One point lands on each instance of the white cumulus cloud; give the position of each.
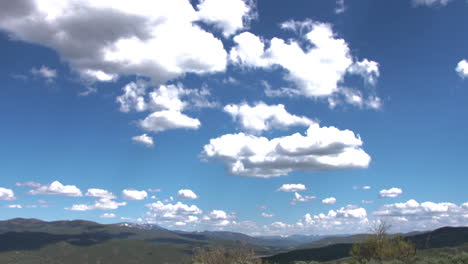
(56, 188)
(462, 68)
(227, 15)
(186, 194)
(166, 120)
(131, 194)
(101, 204)
(144, 140)
(14, 206)
(7, 194)
(265, 215)
(170, 214)
(100, 193)
(321, 148)
(292, 188)
(390, 193)
(105, 39)
(298, 198)
(430, 2)
(330, 200)
(262, 117)
(44, 72)
(108, 215)
(318, 71)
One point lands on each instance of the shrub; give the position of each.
(380, 247)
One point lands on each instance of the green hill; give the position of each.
(439, 238)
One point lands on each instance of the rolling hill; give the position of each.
(439, 238)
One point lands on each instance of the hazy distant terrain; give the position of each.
(27, 241)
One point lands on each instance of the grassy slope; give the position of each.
(439, 238)
(24, 241)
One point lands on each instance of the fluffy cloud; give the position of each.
(340, 7)
(427, 215)
(44, 72)
(321, 148)
(318, 71)
(330, 200)
(292, 188)
(172, 214)
(369, 70)
(165, 120)
(100, 193)
(187, 195)
(28, 184)
(430, 2)
(7, 194)
(301, 198)
(217, 218)
(227, 15)
(103, 39)
(130, 194)
(336, 220)
(108, 215)
(101, 204)
(14, 206)
(263, 117)
(166, 104)
(144, 140)
(390, 193)
(265, 215)
(56, 188)
(462, 68)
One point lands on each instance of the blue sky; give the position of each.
(316, 117)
######
▸ **Written task**: Rewrite every line of the entries above, including the requests. Multiply each x and y value of the answer points by 2.6 and round to the nearest whole number, with halves rounded up. Leave the picture out of your output.

▸ **Solution for this problem**:
One point lands on each instance of the white cumulus cloud; give the position of each.
(146, 489)
(1201, 177)
(590, 39)
(484, 504)
(432, 312)
(341, 504)
(263, 530)
(374, 364)
(36, 536)
(18, 504)
(689, 559)
(442, 556)
(260, 502)
(835, 385)
(759, 489)
(1014, 502)
(273, 101)
(775, 515)
(1118, 5)
(858, 520)
(681, 304)
(114, 187)
(281, 559)
(827, 185)
One point lands on each instance of the shrub; give the position of each.
(988, 642)
One point lands on each instance of the green hill; give the position of each.
(1141, 619)
One point lands on each instance of the rolling hill; give the position of each.
(1141, 619)
One point lands on each instance of the hazy distant terrain; give the position of each.
(70, 627)
One point lands on each instance of the grassy slope; give the position of each.
(1141, 619)
(62, 627)
One point lands on each instance of the fluffy cloud; give the position of each.
(884, 18)
(1110, 559)
(114, 187)
(835, 385)
(827, 185)
(858, 520)
(759, 489)
(447, 556)
(959, 182)
(429, 312)
(260, 502)
(486, 507)
(73, 478)
(1118, 5)
(18, 504)
(783, 515)
(564, 567)
(590, 39)
(268, 101)
(338, 504)
(874, 572)
(281, 559)
(263, 530)
(36, 536)
(684, 304)
(432, 270)
(374, 364)
(1014, 502)
(689, 559)
(146, 489)
(1201, 177)
One point lands on each instance of the blue sky; give the position of each.
(822, 304)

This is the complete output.